---------- Excerpted text

Trusts & Structuring
CRS, FATCA and Offshore Trust Disclosure: What Trustees Must Report
Trustees of offshore trusts are financial institutions under CRS and must report to their local tax authority on accounts with reportable jurisdictions. The interaction with FATCA for US-connected trusts requires separate analysis.
2026
The End of Offshore Secrecy
The Common Reporting Standard (CRS) and the Foreign Account Tax Compliance Act (FATCA) have fundamentally transformed the offshore trust industry. Since the implementation of CRS in 2017-2018 and FATCA in 2014, offshore trustees are required to identify the tax residence of all persons connected to the trust and report account information to the relevant tax authorities — automatically, annually, and without the account holder's consent.
The era of undisclosed offshore trusts is over. Any trust professional who suggests otherwise is misinformed or dishonest. The question is no longer whether the trust will be disclosed, but what exactly is reported, to whom, and what the consequences are.
FATCA: The US Framework
What FATCA Requires
FATCA (enacted as part of the HIRE Act 2010, codified in IRC sections 1471-1474) requires foreign financial institutions (FFIs) to identify and report US account holders to the IRS. The penalties for non-compliance are severe: a 30% withholding tax on US-source payments to non-compliant FFIs.
Are Offshore Trusts FFIs?
Under FATCA, a trust is classified as either:
- A financial institution (if it is an investment entity — i.e., its primary business is investing, reinvesting, or trading financial assets, and it is managed by another financial institution), or
- A non-financial foreign entity (NFFE) (if it does not meet the financial institution definition)
Most offshore discretionary trusts managed by professional trust companies are classified as investment entities and therefore FFIs. They must:
- Register with the IRS and obtain a Global Intermediary Identification Number (GIIN)
- Conduct due diligence on all account holders (settlors, beneficiaries, protectors) to identify US persons
- Report US accounts annually on Form 8966 to the IRS (or to the local tax authority under an Intergovernmental Agreement, which then exchanges the information with the IRS)
What Is Reported Under FATCA
For each US reportable account, the trustee must report:
- The name, address, and US Taxpayer Identification Number (TIN) of each US person
- The account number
- The account balance or value at year-end
- The total gross amount of income (dividends, interest, other income) credited to the account during the year
- The total gross proceeds from the sale or redemption of property credited to the account
Intergovernmental Agreements (IGAs)

--------------------
---------- Material supplied

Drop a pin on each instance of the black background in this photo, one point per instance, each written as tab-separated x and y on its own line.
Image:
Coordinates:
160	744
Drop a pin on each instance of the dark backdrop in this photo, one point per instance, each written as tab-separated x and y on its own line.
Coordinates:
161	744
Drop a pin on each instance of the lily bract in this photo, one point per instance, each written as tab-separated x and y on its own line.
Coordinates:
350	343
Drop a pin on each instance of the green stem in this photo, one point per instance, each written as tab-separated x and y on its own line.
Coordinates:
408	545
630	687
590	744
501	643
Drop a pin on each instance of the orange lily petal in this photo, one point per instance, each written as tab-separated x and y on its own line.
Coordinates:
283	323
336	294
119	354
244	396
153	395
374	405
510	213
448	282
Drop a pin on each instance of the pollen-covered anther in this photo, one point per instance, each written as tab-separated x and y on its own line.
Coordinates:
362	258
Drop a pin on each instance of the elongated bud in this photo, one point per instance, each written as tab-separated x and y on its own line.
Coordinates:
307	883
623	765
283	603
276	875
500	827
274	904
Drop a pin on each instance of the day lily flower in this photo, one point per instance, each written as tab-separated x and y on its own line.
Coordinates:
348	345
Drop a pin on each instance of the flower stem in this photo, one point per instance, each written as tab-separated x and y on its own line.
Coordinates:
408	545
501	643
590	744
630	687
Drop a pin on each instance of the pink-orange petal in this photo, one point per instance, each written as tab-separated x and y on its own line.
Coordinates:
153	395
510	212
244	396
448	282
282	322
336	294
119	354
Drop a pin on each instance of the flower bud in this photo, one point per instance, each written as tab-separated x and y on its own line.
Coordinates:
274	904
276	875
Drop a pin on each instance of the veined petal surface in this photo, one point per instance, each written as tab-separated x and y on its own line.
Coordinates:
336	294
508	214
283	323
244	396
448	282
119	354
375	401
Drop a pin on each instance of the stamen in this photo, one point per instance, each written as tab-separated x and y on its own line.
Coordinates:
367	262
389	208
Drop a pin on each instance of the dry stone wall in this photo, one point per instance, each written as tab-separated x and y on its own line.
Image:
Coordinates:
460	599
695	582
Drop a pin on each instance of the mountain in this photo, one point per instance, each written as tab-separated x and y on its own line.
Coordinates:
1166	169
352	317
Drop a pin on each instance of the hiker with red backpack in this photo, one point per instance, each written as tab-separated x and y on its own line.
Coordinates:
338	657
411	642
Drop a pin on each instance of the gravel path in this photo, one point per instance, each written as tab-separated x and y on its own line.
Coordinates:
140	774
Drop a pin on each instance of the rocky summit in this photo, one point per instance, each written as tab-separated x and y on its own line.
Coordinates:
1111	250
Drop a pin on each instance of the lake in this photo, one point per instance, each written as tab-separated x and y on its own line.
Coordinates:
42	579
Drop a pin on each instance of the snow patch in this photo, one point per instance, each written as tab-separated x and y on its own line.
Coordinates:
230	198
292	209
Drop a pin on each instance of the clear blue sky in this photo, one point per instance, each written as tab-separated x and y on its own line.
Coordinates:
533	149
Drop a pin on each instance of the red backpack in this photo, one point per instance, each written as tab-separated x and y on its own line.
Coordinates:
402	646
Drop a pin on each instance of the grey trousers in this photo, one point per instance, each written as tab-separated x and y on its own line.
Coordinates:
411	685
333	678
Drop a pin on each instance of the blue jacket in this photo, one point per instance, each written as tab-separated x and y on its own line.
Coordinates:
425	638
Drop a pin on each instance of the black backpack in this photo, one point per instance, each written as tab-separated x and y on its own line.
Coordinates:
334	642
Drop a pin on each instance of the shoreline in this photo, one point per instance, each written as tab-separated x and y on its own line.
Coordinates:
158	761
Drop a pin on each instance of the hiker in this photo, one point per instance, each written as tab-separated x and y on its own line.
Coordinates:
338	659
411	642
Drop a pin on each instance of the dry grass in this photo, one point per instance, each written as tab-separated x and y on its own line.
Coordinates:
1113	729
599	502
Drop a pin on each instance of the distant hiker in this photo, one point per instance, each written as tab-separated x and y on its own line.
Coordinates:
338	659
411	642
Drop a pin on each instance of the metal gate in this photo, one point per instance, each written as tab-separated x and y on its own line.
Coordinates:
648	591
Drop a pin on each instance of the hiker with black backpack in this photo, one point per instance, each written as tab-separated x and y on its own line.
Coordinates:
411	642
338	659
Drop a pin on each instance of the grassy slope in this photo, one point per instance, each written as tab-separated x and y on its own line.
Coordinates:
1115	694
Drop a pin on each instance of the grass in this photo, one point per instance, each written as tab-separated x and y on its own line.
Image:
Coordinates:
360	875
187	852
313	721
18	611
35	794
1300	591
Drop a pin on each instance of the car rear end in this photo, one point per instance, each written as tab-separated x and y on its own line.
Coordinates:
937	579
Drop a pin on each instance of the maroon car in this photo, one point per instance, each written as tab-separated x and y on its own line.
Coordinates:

--------------------

## Set of tasks
**1)** Repeat the passage from the article on offshore trust reporting starting at "What Is Reported" and ending at "Intergovernmental Agreements (IGAs)".
**2)** Reproduce the lines of the listing starting at the line that contains "Drop a pin on each instance of the dry grass" and ending at the last line of the listing.

## Final results
**1)**
What Is Reported Under FATCA
For each US reportable account, the trustee must report:
- The name, address, and US Taxpayer Identification Number (TIN) of each US person
- The account number
- The account balance or value at year-end
- The total gross amount of income (dividends, interest, other income) credited to the account during the year
- The total gross proceeds from the sale or redemption of property credited to the account
Intergovernmental Agreements (IGAs)

**2)**
Drop a pin on each instance of the dry grass in this photo, one point per instance, each written as tab-separated x and y on its own line.
Coordinates:
1113	729
599	502
Drop a pin on each instance of the distant hiker in this photo, one point per instance, each written as tab-separated x and y on its own line.
Coordinates:
338	659
411	642
Drop a pin on each instance of the metal gate in this photo, one point per instance, each written as tab-separated x and y on its own line.
Coordinates:
648	591
Drop a pin on each instance of the hiker with black backpack in this photo, one point per instance, each written as tab-separated x and y on its own line.
Coordinates:
411	642
338	659
Drop a pin on each instance of the grassy slope in this photo, one point per instance, each written as tab-separated x and y on its own line.
Coordinates:
1115	694
Drop a pin on each instance of the grass in this photo, one point per instance, each written as tab-separated x and y on its own line.
Image:
Coordinates:
360	875
187	852
313	721
18	611
35	794
1300	591
Drop a pin on each instance of the car rear end in this photo, one point per instance, each written as tab-separated x and y on its own line.
Coordinates:
937	579
Drop a pin on each instance of the maroon car in this photo, one point per instance, each written as tab-separated x and y on its own line.
Coordinates:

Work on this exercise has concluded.